> **Atividade**
Escreva a continuação da reportagem a seguir, sobre o depoimento da jornalista Maria Meirelles, começando logo depois da última frase.

> **Trecho da reportagem**
▬▬▬▬▬▬▬▬▬▬
A jornalista acreana Maria Meirelles, 30 anos, emocionou inúmeras pessoas, ao publicar, na última quinta-feira, 5, nas redes sociais, um depoimento em que fala sobre um abuso sexual sofrido quando tinha cerca de 12 anos de idade.
De acordo com Maria, foram 18 anos carregando uma culpa que não pertencia a ela, e somente após um processo de cura por meio da integração entre a medicina da floresta, através da Ayahuasca, e a Umbanda, foi que ela conseguiu se perdoar e entender, de fato, que a culpa do ocorrido é somente do abusador. Assim como em 85,2% dos casos de violência sexual contra crianças e adolescentes registrados em 2020 no Brasil o abusador era um conhecido da família, na vida de Maria não foi diferente.
“Foi o namorado de uma tia [o autor do abuso] e eu me culpei por muitos anos, porque eu achava que a culpa era minha, porque eu queria dormir na sala assistindo televisão, e aí eu não quis dormir no quarto. Então eu achava que a culpa era minha, porque eu poderia ter evitado. Eu não consegui falar [na época], porque eu lembro de ter ouvido em algum momento meu pai comentar ‘ah, se um dia alguém fizer um negócio desses com uma filha minha, eu mato’, e eu pensava: ‘Meu Deus, o meu pai vai ser preso, então eu não quero meu pai preso’. Então eu guardei isso pra mim’, conta ela.
▬▬▬▬▬▬▬▬▬▬
> **Material de apoio**

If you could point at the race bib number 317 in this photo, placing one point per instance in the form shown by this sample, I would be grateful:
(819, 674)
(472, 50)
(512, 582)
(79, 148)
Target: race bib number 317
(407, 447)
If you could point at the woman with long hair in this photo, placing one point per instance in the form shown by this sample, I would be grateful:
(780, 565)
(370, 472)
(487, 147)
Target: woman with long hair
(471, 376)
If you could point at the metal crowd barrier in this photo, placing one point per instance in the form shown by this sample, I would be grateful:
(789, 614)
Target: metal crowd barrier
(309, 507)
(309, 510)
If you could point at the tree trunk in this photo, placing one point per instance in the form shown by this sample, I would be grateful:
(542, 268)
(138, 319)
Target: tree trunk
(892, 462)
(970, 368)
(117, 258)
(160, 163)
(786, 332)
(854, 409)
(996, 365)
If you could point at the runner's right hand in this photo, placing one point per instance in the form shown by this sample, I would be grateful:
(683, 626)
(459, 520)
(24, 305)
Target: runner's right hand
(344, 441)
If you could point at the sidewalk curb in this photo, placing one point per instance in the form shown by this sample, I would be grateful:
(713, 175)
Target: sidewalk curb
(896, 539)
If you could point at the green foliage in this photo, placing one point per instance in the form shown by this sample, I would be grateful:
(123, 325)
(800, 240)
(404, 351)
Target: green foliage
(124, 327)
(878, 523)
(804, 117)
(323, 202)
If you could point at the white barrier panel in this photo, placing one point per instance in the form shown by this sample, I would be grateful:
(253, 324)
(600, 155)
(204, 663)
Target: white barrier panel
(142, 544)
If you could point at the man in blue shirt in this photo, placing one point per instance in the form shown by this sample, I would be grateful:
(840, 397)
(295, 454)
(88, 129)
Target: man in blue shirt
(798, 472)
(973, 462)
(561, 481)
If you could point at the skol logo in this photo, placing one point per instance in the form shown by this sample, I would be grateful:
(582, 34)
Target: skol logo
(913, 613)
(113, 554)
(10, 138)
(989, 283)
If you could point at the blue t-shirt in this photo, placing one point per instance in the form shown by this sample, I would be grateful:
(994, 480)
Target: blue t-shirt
▬▬▬▬▬▬▬▬▬▬
> **Resposta**
Maria também aproveitou para fazer um alerta aos pais. “É preciso que os pais tenham muita atenção com o que eles falam na frente dos filhos, porque às vezes você incentiva o filho a falar, mas em uma fala espontânea sua, você reprime a criança, porque uma criança não entende que é uma linguagem de expressão e ela leva ao pé da letra”, diz ela, acrescentando ainda que soube de uma outra criança que o homem também abusou. “Eu me senti ainda mais culpada, porque eu achava que se eu tivesse falado, eu poderia ter evitado, mas eu não consegui falar”, lamenta.
Questionada sobre como conseguiu lidar com a questão ainda tão jovem, ela confessa que não sabe como conseguiu, mas que colocou uma “pedra” no assunto e não se permitia pensar no ocorrido, por medo do que isso poderia gerar.
O processo de cura de Maria não foi simples. Ele começou há cerca de três anos, quando ela conheceu a Umbanda, e só então, conseguiu olhar mais para dentro de si entender como os traumas do passado afetaram sua jornada.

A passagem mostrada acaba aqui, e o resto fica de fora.